Excerpt provided:
A: Ethnic skin has a natural SPF, meaning African American skin has a sun protection factor of up to 13 and can filter twice as much sun, whereas fair skin has a natural SPF of 3. Since melanin filters UV light, darker skin is less likely to burn from the sun, but having more melanin also presents it’s own challenges. Even the smallest injury to darker skin, like a bug bite, can cause changes and hyperpigmentation issues. Acne and folliculitis are also a challenge for African Americans, and that too can lead to major pigmentation problems. It’s my main focus as an esthetician to educate you on how to protect your melanin, and how you can change it if you’re experiencing too much of it due to post inflammation.
Q: What is your specialty in the world of skincare?
A: Treating hyperpigmentation and hormonal acne I would say are my two my two main specialties, but I also like to treat desensitized skin, as well. It’s a skin challenge that is often overlooked, but really one of the first things that needs to be addressed before we can tackle other skin issues, as sensitized skin exacerbates and/or is the culprit to a lot of skin problems.
Q: Do you have any tricks up your sleeve that you can share with all of us?
A: I’m your esthetician for 1 day of the month and the other 29 you’re your own skin therapist. It’s so important that you’re using good quality skincare (PCA Skin is my fav), and that you're consistent in your routine at home in order to get the results and changes that you want to see. As we like to say, “You wouldn’t go to the dentist once every 6 months and then not brush your teeth until your next appointment.”
Q: What other advice can you give us?
A: Wear SPF every day of your life, drink TONS of water, and try to cut as much dairy as possible.
Q: Oh the dairy chat … do clients get as ticked at you as they do with me when you tell them about dairy?
A: YES, people get SO ticked when I tell them to try to cut the dairy, and I get it - it’s hard - but dairy causes inflammation within the body and can be a major trigger for breakouts. A lot of times I tell clients to try an elimination diet where they cut it out completely, observe what happens to their skin - even write it down so they can remember how their body and skin reacts daily. And then, after 2 to 3 weeks, slowly add it back in. If your body and skin feel and look better while you’re off of dairy, then you may be onto something.

[Image-grounded pointing records]
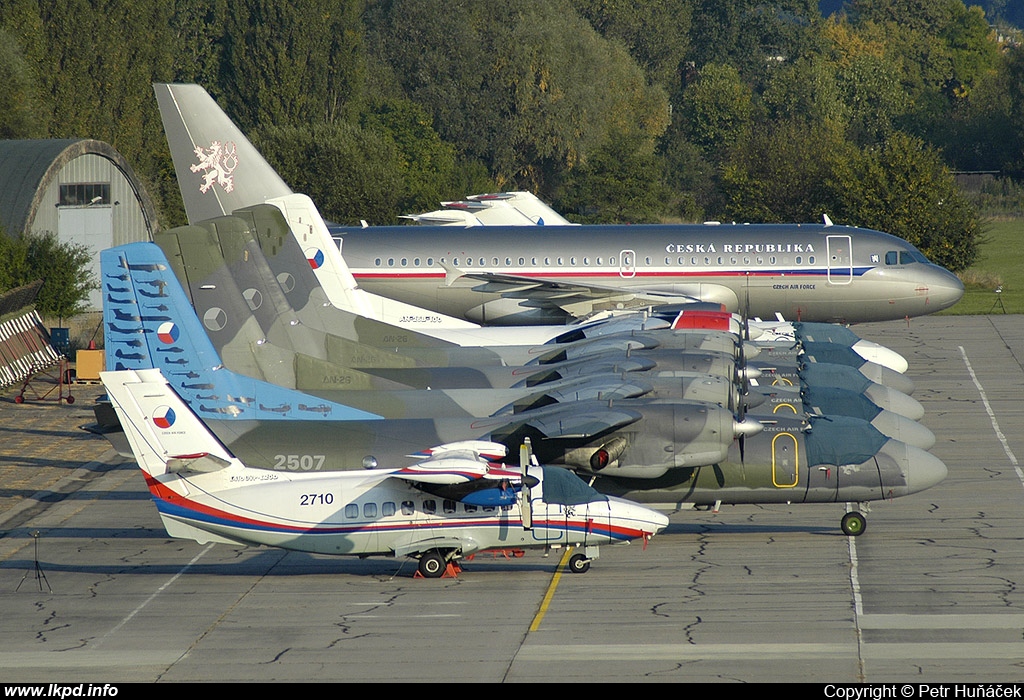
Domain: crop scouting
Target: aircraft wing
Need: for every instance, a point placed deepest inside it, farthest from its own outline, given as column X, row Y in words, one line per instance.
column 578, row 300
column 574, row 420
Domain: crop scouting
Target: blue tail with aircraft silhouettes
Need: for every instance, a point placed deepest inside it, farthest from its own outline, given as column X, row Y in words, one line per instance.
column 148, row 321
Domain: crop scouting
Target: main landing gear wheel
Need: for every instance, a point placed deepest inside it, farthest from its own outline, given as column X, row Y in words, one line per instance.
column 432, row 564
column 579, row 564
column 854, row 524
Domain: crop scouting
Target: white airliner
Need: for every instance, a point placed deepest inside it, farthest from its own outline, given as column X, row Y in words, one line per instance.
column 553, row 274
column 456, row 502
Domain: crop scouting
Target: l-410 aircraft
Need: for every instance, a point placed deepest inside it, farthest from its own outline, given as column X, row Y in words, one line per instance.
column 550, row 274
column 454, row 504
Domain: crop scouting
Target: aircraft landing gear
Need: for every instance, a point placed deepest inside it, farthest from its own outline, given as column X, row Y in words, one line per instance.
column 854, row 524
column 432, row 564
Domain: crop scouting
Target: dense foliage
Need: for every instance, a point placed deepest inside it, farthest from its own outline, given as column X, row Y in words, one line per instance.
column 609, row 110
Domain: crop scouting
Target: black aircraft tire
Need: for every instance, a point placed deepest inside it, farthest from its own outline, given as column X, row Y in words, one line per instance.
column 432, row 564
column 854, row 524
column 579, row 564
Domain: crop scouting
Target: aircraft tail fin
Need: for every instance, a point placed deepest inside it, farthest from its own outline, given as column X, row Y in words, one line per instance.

Problem details:
Extend the skincare interview by writing what comes after its final answer. You will not need the records for this.

Task answer:
But yes, when you tell a dairy-lover that they shouldn’t have cheese because it may be causing their acne…you better duck and run the other way.
Me: LOL, so true!
Q: What advice would you have for those that want to support women of color in their communities?
A: There are few things: Educate yourself on discriminations that we have experienced in the past. Educate yourself on discriminations we are experiencing now. Show up for the community - whether it’s for a peaceful protest, a virtual event that is supporting the Black community, or by donating to a non-profit organization that supports African Americans. Also, support our businesses! But most importantly, just be kind. It goes back to the old saying, “treat others the way you want to be treated.”
Q: One other serious question everyone is dying to know: if you had one superpower what would it be?
A: That I would be a blessing to any and everyone I encounter.
Me: That’s so sweet!!! Thank you for taking the time to share your perspective with us, Miss Tiara. Your advice on skincare and especially your perspective on how we can better support women of color and the African American community is greatly insightful and appreciated.